## O QUE PRODUZIR
Conte em quantas linhas dos dados aparece a palavra "soldier", distinguindo maiúsculas de minúsculas. Responda só com o número.

===

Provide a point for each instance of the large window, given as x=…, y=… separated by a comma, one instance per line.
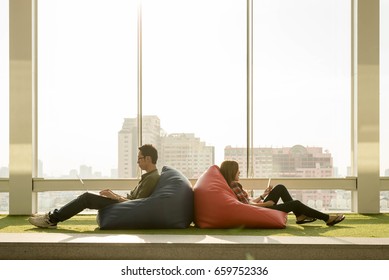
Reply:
x=87, y=84
x=302, y=87
x=4, y=89
x=194, y=77
x=302, y=52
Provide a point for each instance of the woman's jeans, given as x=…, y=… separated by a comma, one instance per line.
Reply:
x=290, y=205
x=84, y=201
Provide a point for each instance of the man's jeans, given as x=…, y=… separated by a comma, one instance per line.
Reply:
x=84, y=201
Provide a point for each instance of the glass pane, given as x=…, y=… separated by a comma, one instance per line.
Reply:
x=194, y=80
x=87, y=84
x=384, y=87
x=4, y=89
x=302, y=88
x=384, y=99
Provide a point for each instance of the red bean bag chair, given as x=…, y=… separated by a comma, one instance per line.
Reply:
x=216, y=206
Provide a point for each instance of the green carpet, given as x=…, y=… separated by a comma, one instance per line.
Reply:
x=355, y=225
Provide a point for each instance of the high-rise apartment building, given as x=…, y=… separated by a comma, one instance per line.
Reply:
x=128, y=143
x=186, y=153
x=182, y=151
x=296, y=161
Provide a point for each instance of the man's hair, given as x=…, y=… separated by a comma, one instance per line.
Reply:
x=228, y=169
x=151, y=151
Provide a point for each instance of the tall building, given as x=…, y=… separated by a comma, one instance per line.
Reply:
x=128, y=143
x=186, y=153
x=296, y=161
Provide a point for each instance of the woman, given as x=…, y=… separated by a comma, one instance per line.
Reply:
x=271, y=196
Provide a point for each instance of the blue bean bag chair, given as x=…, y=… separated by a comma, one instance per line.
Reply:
x=169, y=206
x=216, y=206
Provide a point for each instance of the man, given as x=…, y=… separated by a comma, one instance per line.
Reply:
x=147, y=161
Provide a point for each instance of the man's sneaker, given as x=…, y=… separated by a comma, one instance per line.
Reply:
x=42, y=221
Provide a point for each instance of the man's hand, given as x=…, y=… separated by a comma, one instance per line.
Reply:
x=108, y=193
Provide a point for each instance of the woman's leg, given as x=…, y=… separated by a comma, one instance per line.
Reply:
x=84, y=201
x=298, y=208
x=279, y=191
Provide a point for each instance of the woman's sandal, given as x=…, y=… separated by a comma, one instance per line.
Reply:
x=337, y=220
x=306, y=220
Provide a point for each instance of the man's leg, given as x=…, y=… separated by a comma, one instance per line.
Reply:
x=84, y=201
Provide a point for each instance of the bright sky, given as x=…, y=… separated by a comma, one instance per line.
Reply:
x=194, y=55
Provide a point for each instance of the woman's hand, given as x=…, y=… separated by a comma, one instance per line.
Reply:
x=267, y=191
x=263, y=204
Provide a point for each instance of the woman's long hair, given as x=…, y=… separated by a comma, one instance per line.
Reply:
x=228, y=169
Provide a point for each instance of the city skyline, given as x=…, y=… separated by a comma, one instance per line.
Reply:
x=301, y=83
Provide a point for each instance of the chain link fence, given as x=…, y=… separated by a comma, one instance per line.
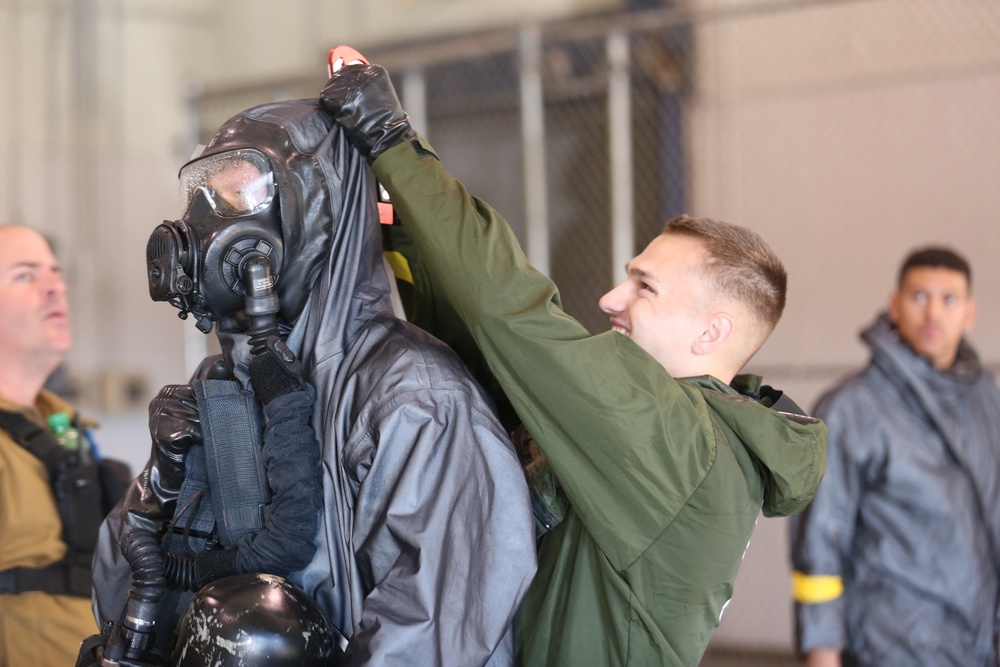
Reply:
x=845, y=131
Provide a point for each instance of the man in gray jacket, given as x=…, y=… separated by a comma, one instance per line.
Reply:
x=896, y=559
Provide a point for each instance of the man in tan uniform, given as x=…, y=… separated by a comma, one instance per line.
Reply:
x=42, y=619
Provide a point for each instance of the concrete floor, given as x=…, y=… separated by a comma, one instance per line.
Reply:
x=735, y=658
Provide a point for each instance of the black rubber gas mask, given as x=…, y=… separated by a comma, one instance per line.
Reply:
x=200, y=262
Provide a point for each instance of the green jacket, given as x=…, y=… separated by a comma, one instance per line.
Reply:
x=665, y=477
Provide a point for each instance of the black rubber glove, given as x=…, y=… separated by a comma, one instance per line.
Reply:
x=363, y=102
x=275, y=371
x=175, y=425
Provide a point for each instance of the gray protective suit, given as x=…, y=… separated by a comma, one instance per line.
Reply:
x=907, y=515
x=425, y=545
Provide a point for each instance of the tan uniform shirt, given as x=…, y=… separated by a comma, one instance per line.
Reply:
x=36, y=629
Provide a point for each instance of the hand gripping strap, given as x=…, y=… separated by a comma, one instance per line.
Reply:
x=233, y=435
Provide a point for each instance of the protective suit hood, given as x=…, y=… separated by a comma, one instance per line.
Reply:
x=318, y=177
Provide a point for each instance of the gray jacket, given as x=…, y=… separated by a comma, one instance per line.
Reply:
x=908, y=514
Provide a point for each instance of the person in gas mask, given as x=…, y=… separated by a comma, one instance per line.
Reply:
x=424, y=546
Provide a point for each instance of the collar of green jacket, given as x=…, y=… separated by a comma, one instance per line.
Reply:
x=789, y=450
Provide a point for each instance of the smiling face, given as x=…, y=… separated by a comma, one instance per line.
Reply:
x=34, y=317
x=664, y=304
x=932, y=310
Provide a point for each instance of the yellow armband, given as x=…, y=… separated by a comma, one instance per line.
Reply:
x=817, y=588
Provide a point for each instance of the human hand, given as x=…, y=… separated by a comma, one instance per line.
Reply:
x=175, y=425
x=363, y=101
x=275, y=371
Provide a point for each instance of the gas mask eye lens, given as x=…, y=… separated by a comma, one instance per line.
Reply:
x=235, y=183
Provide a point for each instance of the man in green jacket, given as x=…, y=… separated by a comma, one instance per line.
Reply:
x=665, y=476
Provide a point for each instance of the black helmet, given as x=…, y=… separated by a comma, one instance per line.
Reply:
x=253, y=620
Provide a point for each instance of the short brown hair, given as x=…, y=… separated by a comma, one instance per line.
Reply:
x=935, y=257
x=740, y=265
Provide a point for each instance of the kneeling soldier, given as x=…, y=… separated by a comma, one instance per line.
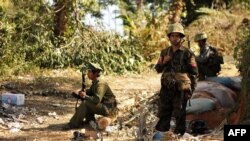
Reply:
x=98, y=99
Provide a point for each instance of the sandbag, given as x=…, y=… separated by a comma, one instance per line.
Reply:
x=234, y=83
x=200, y=105
x=225, y=96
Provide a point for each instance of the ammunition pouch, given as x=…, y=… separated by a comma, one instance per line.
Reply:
x=110, y=107
x=168, y=80
x=183, y=81
x=76, y=96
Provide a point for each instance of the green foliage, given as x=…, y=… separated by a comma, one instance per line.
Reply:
x=147, y=25
x=27, y=42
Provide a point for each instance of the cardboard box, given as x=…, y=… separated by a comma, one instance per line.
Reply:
x=13, y=99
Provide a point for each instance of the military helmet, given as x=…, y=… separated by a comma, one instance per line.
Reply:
x=176, y=27
x=200, y=36
x=94, y=67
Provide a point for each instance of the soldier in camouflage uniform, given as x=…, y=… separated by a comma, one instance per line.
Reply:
x=176, y=63
x=209, y=60
x=98, y=99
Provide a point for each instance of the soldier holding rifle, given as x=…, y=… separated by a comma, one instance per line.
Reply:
x=176, y=63
x=98, y=99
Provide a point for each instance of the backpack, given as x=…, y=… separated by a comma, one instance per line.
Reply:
x=215, y=60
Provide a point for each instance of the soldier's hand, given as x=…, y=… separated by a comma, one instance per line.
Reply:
x=160, y=60
x=166, y=59
x=82, y=94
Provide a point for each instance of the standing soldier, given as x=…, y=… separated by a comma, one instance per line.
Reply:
x=209, y=60
x=98, y=99
x=176, y=63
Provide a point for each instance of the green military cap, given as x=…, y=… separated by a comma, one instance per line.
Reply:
x=200, y=36
x=94, y=66
x=176, y=27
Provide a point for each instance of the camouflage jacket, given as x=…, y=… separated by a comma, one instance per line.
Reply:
x=100, y=92
x=205, y=53
x=182, y=61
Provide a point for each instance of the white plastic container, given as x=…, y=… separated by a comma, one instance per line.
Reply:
x=13, y=99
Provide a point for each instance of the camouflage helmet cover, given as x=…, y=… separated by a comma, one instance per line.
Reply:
x=176, y=27
x=200, y=36
x=95, y=67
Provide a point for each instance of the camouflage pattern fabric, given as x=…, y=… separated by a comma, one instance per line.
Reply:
x=175, y=87
x=100, y=100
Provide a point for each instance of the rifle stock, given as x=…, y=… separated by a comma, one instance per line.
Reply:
x=74, y=94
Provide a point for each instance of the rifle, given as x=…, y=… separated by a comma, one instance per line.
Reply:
x=75, y=95
x=189, y=46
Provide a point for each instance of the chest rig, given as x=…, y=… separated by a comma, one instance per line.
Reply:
x=174, y=73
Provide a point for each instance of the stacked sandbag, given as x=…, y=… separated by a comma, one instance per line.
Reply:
x=211, y=102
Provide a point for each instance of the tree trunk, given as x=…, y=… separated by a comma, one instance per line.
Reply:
x=61, y=11
x=175, y=11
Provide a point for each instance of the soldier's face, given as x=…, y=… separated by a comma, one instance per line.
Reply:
x=201, y=43
x=90, y=75
x=175, y=38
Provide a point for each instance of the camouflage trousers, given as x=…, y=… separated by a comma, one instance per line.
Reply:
x=87, y=110
x=172, y=103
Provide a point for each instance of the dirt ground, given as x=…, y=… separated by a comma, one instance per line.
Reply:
x=41, y=105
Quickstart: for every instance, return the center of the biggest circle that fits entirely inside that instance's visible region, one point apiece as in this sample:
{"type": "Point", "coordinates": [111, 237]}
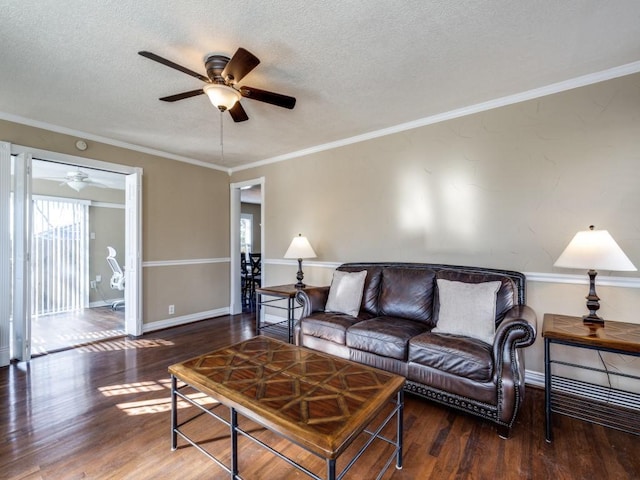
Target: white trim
{"type": "Point", "coordinates": [558, 87]}
{"type": "Point", "coordinates": [5, 253]}
{"type": "Point", "coordinates": [50, 198]}
{"type": "Point", "coordinates": [623, 282]}
{"type": "Point", "coordinates": [51, 156]}
{"type": "Point", "coordinates": [542, 277]}
{"type": "Point", "coordinates": [184, 319]}
{"type": "Point", "coordinates": [108, 205]}
{"type": "Point", "coordinates": [188, 261]}
{"type": "Point", "coordinates": [106, 141]}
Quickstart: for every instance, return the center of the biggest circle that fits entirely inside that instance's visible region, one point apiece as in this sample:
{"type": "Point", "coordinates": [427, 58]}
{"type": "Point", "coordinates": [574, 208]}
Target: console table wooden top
{"type": "Point", "coordinates": [617, 336]}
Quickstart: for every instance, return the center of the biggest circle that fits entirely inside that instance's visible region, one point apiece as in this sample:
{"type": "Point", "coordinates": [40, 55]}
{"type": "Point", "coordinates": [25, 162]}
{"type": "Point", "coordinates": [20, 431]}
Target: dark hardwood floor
{"type": "Point", "coordinates": [101, 411]}
{"type": "Point", "coordinates": [52, 333]}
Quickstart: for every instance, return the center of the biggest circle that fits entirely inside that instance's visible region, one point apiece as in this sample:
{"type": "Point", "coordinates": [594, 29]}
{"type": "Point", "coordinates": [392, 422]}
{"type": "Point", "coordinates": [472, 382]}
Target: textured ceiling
{"type": "Point", "coordinates": [355, 67]}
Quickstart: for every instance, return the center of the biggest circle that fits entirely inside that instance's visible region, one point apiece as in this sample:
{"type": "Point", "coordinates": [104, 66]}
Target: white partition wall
{"type": "Point", "coordinates": [5, 253]}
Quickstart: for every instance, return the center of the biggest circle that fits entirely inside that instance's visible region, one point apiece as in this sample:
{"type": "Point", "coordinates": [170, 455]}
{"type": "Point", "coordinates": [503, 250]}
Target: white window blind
{"type": "Point", "coordinates": [60, 251]}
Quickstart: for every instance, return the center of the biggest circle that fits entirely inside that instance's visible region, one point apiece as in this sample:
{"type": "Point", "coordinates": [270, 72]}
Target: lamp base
{"type": "Point", "coordinates": [300, 275]}
{"type": "Point", "coordinates": [592, 318]}
{"type": "Point", "coordinates": [593, 301]}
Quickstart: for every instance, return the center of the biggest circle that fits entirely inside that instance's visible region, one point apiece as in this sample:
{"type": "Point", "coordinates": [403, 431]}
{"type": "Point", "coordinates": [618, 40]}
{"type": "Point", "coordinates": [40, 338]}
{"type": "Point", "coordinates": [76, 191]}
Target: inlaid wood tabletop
{"type": "Point", "coordinates": [315, 399]}
{"type": "Point", "coordinates": [620, 336]}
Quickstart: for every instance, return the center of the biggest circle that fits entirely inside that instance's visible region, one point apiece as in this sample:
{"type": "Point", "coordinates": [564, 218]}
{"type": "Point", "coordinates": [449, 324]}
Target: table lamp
{"type": "Point", "coordinates": [300, 248]}
{"type": "Point", "coordinates": [593, 249]}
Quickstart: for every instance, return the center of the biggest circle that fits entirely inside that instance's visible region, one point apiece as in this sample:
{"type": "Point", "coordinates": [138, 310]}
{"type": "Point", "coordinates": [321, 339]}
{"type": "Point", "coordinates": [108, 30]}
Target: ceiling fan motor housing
{"type": "Point", "coordinates": [215, 65]}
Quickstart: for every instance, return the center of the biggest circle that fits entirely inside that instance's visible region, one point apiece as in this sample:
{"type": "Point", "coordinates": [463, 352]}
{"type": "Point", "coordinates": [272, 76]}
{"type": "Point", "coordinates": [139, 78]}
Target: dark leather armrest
{"type": "Point", "coordinates": [312, 299]}
{"type": "Point", "coordinates": [517, 329]}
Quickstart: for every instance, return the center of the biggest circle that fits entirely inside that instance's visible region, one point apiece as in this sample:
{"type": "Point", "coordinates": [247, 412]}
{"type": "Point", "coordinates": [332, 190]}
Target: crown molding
{"type": "Point", "coordinates": [558, 87]}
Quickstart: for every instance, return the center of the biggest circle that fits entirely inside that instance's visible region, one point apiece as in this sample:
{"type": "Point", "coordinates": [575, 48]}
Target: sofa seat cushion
{"type": "Point", "coordinates": [328, 326]}
{"type": "Point", "coordinates": [384, 336]}
{"type": "Point", "coordinates": [454, 354]}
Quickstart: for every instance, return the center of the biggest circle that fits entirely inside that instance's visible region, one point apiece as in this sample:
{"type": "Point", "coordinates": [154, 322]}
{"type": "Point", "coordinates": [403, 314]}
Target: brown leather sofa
{"type": "Point", "coordinates": [392, 331]}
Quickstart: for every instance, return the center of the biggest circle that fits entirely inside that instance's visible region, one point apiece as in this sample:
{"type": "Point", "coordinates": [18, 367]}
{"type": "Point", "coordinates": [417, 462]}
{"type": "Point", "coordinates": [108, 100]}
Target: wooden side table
{"type": "Point", "coordinates": [594, 403]}
{"type": "Point", "coordinates": [277, 294]}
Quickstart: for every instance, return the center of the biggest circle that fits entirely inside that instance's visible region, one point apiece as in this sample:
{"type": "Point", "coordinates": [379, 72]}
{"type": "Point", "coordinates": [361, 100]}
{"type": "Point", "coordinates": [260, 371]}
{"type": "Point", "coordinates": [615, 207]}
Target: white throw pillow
{"type": "Point", "coordinates": [345, 293]}
{"type": "Point", "coordinates": [467, 309]}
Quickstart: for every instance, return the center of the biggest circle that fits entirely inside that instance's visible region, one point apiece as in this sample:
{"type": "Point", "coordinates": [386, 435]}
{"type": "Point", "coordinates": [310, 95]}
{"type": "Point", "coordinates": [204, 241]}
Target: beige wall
{"type": "Point", "coordinates": [185, 212]}
{"type": "Point", "coordinates": [506, 188]}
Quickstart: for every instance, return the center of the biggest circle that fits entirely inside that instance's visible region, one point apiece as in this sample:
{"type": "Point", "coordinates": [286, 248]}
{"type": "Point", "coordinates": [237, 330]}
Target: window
{"type": "Point", "coordinates": [60, 258]}
{"type": "Point", "coordinates": [246, 232]}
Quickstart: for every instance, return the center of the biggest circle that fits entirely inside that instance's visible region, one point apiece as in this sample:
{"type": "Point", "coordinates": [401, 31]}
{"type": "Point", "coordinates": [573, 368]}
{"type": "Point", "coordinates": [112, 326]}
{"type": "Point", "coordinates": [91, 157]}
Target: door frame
{"type": "Point", "coordinates": [133, 225]}
{"type": "Point", "coordinates": [235, 297]}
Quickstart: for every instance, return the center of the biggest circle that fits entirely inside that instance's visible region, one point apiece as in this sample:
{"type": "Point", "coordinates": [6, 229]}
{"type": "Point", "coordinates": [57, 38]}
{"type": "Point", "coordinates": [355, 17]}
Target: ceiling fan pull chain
{"type": "Point", "coordinates": [221, 139]}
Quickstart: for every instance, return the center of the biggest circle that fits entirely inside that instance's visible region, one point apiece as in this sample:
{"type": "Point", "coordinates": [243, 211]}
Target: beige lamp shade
{"type": "Point", "coordinates": [594, 250]}
{"type": "Point", "coordinates": [300, 248]}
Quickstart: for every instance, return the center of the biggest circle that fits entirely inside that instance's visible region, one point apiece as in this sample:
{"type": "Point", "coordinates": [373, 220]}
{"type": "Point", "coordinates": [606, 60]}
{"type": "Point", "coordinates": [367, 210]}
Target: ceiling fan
{"type": "Point", "coordinates": [78, 180]}
{"type": "Point", "coordinates": [223, 74]}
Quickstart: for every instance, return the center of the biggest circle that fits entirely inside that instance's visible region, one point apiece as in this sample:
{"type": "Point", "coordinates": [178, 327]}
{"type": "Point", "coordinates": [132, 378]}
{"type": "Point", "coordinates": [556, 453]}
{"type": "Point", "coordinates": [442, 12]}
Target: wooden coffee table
{"type": "Point", "coordinates": [317, 401]}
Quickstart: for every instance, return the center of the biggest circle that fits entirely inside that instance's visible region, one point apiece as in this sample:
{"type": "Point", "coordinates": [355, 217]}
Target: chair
{"type": "Point", "coordinates": [117, 279]}
{"type": "Point", "coordinates": [244, 281]}
{"type": "Point", "coordinates": [255, 276]}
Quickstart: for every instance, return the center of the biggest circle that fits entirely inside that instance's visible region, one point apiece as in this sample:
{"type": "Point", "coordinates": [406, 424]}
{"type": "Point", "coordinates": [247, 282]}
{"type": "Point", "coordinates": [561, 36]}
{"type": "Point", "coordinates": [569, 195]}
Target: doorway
{"type": "Point", "coordinates": [15, 227]}
{"type": "Point", "coordinates": [77, 214]}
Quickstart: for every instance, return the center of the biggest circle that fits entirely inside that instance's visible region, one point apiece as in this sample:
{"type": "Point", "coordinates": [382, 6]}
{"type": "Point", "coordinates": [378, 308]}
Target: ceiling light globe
{"type": "Point", "coordinates": [221, 96]}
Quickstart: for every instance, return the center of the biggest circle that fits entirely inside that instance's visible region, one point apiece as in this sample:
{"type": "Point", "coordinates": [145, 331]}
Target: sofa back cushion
{"type": "Point", "coordinates": [371, 286]}
{"type": "Point", "coordinates": [506, 297]}
{"type": "Point", "coordinates": [407, 293]}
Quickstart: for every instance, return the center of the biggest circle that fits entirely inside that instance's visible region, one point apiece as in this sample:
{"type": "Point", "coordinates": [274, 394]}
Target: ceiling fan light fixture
{"type": "Point", "coordinates": [221, 96]}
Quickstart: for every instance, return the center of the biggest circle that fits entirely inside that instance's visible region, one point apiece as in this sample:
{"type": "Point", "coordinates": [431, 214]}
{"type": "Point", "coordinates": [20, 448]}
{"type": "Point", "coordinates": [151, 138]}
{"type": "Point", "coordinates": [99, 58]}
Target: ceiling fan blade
{"type": "Point", "coordinates": [269, 97]}
{"type": "Point", "coordinates": [169, 63]}
{"type": "Point", "coordinates": [238, 113]}
{"type": "Point", "coordinates": [240, 64]}
{"type": "Point", "coordinates": [183, 95]}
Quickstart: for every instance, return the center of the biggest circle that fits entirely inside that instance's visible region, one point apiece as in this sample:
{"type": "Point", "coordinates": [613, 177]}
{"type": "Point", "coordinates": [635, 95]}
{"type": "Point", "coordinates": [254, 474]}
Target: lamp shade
{"type": "Point", "coordinates": [596, 250]}
{"type": "Point", "coordinates": [221, 96]}
{"type": "Point", "coordinates": [300, 248]}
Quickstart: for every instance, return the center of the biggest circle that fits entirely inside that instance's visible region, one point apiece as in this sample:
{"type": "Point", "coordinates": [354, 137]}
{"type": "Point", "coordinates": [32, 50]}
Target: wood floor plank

===

## RESPOSTA COMPLETA
6